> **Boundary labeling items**
START

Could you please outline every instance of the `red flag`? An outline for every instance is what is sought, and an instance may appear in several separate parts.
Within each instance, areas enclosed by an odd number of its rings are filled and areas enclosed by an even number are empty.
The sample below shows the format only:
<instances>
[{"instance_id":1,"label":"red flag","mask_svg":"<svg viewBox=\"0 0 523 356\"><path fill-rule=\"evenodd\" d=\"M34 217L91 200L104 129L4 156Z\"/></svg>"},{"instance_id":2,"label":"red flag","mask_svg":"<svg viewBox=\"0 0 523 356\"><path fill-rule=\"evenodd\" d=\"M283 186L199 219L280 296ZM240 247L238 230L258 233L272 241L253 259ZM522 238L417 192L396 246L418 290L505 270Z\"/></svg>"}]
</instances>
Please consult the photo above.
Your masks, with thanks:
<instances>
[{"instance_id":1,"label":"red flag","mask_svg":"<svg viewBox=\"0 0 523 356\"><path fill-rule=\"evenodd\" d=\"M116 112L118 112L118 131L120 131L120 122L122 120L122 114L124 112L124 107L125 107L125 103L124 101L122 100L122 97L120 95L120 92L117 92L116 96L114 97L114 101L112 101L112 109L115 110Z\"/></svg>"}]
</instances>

END
START

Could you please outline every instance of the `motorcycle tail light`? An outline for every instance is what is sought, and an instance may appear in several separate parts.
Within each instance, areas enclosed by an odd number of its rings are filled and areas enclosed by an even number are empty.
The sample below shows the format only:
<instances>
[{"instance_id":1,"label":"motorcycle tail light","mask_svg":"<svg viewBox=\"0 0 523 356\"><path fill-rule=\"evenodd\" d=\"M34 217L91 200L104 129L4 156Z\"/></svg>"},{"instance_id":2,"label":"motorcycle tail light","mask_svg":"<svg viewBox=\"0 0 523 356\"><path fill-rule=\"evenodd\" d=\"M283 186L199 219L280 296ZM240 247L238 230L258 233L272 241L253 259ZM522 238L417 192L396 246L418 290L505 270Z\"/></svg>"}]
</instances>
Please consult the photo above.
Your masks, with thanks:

END
START

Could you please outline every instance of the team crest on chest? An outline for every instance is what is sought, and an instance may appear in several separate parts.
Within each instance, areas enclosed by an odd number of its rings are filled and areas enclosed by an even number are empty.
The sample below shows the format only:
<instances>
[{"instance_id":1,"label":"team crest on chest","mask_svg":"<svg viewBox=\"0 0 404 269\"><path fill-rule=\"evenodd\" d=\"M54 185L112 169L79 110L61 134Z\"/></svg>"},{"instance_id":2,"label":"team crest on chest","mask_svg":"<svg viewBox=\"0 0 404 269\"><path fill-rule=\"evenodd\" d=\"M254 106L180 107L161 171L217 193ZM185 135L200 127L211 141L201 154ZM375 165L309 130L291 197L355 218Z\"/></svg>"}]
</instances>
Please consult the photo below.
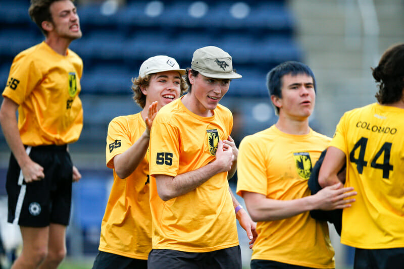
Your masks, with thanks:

END

> **WHAT THE TASK REQUIRES**
Tally the lines in the material above that contain the word "separate". Reply with only the number.

> **EXERCISE RESULT**
3